Material erkunden:
1 – Nenne bitte alle Medien, Sender und Nachrichtenagenturen, die im Artikel über Breivik vorkommen.
2 – Führe den Artikel über Breivik im Anschluss an seinen letzten Satz weiter.

Der Mann soll Kontakte zur rechten Szene unterhalten haben.
Wer ist Anders Behring Breivik, der Mann, der in Norwegen am Freitag die zwei verheerenden Angriffe mit mehr als 90 Toten verübt haben soll? Immer mehr Details zum Leben des festgenommenen Verdächtigen, eines 32-jährigen Norwegers, sind in den vergangenen Stunden durchgesickert. Nach Medienberichten soll es sich um einen "christlichen Fundamentalisten" handeln, der Kontakte zur rechten Szene unterhielt. Dem TV-Sender NRK zufolge distanzierte er sich allerdings von Neonazis. Thomas Schmidinger, Lektor für Politikwissenschaften an der Universität Wien, wies gegenüber das APA darauf hin, dass der Verdächtigen als "islamkritischer" Blogger in Erscheinung getreten war.
Breivik, groß, blond und blauäugig, habe sich im Internet selbst als Nationalist und Gegner einer multikulturellen Gesellschaft bezeichnet, berichtete die norwegische Zeitung "Verdens Gang" (VG). Der Mann war unbescholten, bis auf eine Jahre zurückliegende Strafe für ein Verkehrsdelikt. Er besitze Waffenscheine, unter anderem für eine Glock-Pistole, schrieb das Blatt, dessen Redaktionsgebäude in Oslo durch eine von Breivik verursachte Bombenexplosion schwer beschädigt worden ist.
Vieles würde darauf hindeuten, meinte der Politologe Schmidinger, dass der Attentäter mit einem bekannten "islamkritischen" Blogger ident sei. Recherchen seriöser Webseiten würden das belegen. "Man könnte deshalb auch vom ersten größeren Anschlag eines anti-islamischen Rassisten in Europa sprechen", betonte Schmidinger. Die Kommentare des Bloggers, dessen letzter Eintrag von 2005 stammt, seien von zahlreichen anti-islamischen und rassistischen Internetseiten übernommen worden.

Datenauszug:
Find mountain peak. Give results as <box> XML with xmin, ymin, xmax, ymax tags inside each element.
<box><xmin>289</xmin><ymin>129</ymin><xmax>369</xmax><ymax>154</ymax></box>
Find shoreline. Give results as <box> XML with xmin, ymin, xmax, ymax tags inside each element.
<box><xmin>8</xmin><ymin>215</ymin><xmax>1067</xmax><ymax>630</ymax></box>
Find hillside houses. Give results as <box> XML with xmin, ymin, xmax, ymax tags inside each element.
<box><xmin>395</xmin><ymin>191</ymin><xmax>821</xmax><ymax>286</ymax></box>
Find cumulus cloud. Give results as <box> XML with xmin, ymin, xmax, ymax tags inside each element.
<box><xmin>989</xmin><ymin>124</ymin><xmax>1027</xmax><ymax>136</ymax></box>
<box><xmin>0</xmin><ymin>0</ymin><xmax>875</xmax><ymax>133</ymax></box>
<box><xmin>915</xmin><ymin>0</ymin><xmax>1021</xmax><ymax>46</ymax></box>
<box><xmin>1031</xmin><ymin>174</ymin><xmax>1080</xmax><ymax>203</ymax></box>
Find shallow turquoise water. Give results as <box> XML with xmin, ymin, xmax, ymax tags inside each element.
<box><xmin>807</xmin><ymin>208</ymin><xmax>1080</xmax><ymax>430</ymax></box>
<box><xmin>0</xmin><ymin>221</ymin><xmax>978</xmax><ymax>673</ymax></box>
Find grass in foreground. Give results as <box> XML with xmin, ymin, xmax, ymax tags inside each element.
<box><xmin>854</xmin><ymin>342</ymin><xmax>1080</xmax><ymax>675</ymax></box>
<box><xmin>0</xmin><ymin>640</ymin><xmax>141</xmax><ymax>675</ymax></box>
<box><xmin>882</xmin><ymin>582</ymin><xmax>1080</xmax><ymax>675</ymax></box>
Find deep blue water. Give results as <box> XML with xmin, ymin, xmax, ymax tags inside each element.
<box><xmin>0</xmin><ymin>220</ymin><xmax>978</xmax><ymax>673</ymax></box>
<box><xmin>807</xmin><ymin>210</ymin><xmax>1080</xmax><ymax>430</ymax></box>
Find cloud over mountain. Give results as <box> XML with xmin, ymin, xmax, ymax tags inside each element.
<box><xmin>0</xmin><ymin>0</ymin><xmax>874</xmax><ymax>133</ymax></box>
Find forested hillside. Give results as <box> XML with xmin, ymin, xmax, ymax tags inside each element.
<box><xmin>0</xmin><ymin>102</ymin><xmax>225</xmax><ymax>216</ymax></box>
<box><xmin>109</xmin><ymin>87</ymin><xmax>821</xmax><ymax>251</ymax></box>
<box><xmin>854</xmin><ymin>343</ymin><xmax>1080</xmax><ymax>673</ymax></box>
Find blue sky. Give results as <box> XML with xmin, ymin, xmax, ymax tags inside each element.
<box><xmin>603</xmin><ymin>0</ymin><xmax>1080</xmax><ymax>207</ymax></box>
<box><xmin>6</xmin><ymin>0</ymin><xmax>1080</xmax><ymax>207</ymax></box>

Antworten je Aufgabe:
1 – NRK, APA, "Verdens Gang" (VG)

2 –
Im vergangenen Jahr hatte Breivik die ehemalige norwegische Regierungschefin Gro Harlem Brundtland als "Landesmörderin" bezeichnet (Verballhornung von Landesmutter, Anm.). Bei Beobachtern der rechten Szene in Norwegen hatte man die regen Aktivitäten des 32-Jährigen im Internet schon länger registriert. Allerdings: "Alle kennen seinen Namen, aber man weiß eigentlich nicht, wer er ist", sagt Kari Helene Partapuoli, Leiterin des Antirassistischen Zentrums, gegenüber der Zeitung "Aftenposten". Ihre Erkenntnisse: Der mutmaßliche Attentäter sei nicht an eine Organisation angedockt, stütze sich aber in seinen Ansichten "auf europäische rechtsextreme Strömungen". Insofern sei aus seinen Postings auf "klassische rechtsextreme Rhetorik" herauszulesen.
Auf der Facebook-Seite Breiviks beschreibt sich dieser als "konservativ" und "christlich". Er sei der Leiter eines Bio-Bauernhofs, Junggeselle und interessiere sich für die Jagd sowie für Computer-Kriegsspiele wie "World of Warcraft" und "Modern Warfare 2". Seine Firma Geofarm soll sich VG zufolge dem Anbau von Gemüse und Knollengewächsen gewidmet haben. Andere berichteten, dass der Mann mit seiner Mutter lebte und sich sein Anwesen auf dem Land etwas außerhalb von Oslo befinde. Im Frühjahr habe mit dem Einkauf von Kunstdünger begonnen, der für die Herstellung von Sprengsätzen verwendet werden kann.
In Online-Foren zeigte sich Breivik als belesen. Immer wieder machte er sich gegen eine multi-kulturelle Gesellschaft stark. Medienberichten zufolge soll er Freimaurer und kurze Zeit Mitglied der rechtsgerichteten Fortschrittspartei FrP und deren Jugendorganisation gewesen sein. Dafür gab es zunächst allerdings keine Bestätigung.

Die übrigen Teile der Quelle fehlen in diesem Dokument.